Task prompt:
Count the lines in the data below that contain the string "yellow", matching case exactly, and give only that number.

— Start Information provided —

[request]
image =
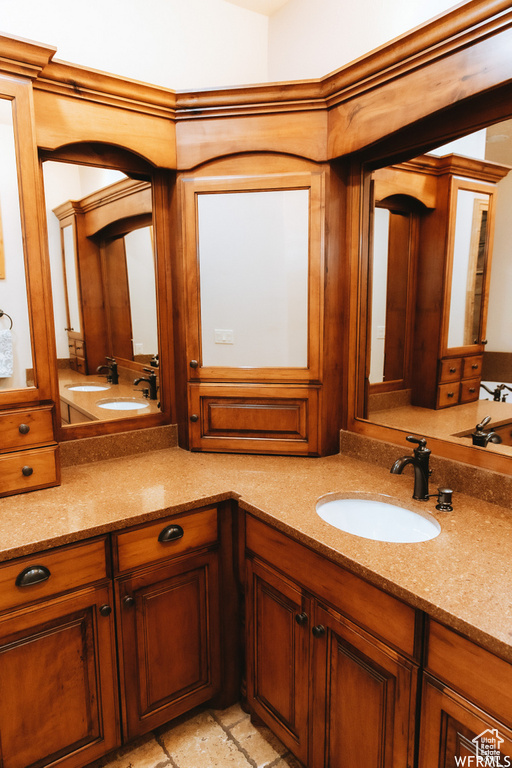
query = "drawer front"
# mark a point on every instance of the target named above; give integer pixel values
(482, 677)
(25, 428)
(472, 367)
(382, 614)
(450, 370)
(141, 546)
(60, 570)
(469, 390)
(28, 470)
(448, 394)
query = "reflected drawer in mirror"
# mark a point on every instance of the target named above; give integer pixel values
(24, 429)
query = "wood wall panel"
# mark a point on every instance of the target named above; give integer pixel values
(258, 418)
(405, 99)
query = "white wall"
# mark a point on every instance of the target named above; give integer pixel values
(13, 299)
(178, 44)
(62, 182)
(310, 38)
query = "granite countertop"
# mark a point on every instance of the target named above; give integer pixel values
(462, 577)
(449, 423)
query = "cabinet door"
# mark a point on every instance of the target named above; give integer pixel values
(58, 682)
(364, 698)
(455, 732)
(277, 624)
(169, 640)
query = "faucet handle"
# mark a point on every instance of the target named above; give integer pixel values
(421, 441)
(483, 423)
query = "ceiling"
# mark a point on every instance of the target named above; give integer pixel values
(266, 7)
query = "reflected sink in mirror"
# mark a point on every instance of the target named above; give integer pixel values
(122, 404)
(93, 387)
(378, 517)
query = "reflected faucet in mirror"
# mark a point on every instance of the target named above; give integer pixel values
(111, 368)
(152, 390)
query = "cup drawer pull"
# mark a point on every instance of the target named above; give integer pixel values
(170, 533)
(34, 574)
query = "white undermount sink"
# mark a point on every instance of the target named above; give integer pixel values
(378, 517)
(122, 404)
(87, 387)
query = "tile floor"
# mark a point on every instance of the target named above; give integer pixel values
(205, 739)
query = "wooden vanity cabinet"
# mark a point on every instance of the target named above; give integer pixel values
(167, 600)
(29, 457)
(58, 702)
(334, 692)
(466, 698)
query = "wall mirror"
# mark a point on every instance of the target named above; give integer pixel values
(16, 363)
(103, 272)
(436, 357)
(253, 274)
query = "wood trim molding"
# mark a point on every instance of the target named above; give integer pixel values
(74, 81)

— End Information provided —
— Start Information provided —

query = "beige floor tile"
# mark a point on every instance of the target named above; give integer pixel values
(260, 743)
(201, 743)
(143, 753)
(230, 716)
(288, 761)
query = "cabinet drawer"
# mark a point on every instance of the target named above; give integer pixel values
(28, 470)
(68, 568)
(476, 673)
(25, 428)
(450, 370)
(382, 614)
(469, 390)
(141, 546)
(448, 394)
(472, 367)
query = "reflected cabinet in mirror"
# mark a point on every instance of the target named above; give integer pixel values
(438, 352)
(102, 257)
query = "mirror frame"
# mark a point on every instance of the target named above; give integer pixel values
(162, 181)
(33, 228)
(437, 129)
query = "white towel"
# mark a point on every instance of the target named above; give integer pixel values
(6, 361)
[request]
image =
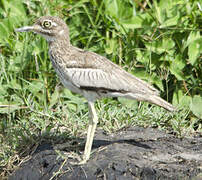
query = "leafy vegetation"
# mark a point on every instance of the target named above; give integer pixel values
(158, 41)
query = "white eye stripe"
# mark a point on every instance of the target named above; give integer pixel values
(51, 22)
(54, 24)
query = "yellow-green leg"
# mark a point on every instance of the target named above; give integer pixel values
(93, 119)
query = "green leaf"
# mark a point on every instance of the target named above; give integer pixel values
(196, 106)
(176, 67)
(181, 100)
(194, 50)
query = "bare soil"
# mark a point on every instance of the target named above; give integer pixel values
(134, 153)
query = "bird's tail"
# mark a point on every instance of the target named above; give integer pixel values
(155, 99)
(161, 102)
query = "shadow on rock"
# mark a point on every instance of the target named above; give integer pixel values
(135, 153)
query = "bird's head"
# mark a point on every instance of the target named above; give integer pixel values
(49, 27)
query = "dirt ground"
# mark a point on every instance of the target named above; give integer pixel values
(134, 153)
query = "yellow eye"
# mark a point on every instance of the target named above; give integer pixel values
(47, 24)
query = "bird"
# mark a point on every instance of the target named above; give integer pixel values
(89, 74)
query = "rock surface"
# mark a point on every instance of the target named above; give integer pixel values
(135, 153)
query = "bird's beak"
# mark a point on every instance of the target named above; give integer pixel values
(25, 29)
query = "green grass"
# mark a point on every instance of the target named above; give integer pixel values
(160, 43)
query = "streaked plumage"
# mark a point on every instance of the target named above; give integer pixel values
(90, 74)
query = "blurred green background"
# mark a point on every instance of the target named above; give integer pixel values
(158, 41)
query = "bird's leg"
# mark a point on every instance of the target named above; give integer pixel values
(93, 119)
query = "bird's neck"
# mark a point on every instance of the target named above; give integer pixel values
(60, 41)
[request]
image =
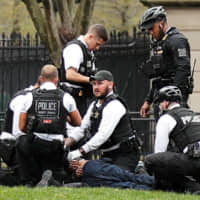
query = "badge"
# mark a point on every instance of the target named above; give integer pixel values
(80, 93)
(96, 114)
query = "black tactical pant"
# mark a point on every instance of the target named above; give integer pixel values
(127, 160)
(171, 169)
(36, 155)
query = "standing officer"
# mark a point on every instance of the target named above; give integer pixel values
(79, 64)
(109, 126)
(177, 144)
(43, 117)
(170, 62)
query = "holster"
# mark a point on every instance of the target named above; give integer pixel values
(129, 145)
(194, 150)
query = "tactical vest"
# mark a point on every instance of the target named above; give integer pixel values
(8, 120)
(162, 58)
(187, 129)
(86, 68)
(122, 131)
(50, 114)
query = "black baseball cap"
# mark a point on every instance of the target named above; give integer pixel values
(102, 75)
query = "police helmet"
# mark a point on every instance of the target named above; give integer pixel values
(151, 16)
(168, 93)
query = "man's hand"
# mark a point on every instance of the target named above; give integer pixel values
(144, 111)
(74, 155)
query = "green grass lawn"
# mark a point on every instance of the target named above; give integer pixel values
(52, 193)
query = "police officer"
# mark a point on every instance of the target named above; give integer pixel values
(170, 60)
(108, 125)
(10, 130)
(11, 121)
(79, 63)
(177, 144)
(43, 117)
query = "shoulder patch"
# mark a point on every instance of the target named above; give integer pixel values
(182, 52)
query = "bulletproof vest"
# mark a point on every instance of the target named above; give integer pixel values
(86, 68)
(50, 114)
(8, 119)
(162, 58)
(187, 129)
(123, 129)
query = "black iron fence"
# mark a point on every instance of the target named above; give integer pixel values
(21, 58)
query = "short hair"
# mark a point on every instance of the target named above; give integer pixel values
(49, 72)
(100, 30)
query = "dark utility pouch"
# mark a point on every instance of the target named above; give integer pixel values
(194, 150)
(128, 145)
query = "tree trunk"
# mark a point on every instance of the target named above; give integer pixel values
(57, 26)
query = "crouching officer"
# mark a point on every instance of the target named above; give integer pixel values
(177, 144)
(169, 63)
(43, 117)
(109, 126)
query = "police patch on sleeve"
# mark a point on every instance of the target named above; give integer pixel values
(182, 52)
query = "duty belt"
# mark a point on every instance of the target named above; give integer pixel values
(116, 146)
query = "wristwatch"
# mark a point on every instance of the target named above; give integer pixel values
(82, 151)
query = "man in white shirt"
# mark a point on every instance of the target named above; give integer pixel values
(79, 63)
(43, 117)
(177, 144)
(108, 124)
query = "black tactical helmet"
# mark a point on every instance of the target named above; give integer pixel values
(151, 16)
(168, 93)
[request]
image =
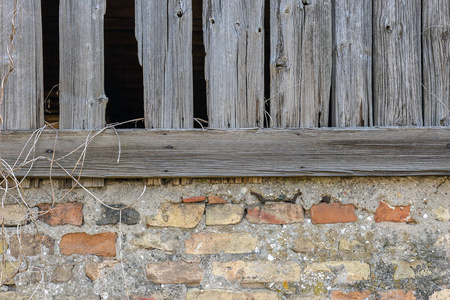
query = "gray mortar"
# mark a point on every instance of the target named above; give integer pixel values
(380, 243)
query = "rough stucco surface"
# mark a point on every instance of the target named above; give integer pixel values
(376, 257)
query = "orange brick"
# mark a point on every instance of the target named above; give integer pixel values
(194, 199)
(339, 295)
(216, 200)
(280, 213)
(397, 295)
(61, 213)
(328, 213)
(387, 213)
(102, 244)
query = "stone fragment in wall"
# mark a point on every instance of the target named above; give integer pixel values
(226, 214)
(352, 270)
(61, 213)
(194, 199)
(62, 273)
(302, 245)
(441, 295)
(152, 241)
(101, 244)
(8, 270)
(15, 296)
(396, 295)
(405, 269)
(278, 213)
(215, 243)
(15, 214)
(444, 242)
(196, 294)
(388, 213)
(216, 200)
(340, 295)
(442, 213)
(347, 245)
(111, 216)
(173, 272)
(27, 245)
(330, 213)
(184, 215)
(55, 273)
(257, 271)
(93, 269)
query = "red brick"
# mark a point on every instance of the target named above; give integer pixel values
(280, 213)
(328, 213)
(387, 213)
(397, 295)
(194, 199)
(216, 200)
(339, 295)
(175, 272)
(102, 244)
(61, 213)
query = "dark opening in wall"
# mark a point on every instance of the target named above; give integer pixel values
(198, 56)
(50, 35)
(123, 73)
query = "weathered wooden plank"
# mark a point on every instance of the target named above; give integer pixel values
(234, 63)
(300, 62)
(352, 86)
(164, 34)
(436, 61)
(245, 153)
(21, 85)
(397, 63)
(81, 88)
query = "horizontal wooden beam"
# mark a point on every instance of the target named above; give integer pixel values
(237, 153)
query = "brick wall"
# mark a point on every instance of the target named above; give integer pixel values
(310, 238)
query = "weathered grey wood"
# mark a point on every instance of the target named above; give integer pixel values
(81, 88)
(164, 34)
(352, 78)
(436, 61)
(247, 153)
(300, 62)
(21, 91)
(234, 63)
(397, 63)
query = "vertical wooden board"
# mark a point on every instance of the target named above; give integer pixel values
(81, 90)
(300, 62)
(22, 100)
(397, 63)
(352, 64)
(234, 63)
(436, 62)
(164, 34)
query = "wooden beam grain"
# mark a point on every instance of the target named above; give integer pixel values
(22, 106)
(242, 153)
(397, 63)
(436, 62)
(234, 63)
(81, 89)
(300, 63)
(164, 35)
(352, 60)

— End Information provided —

Full answer:
2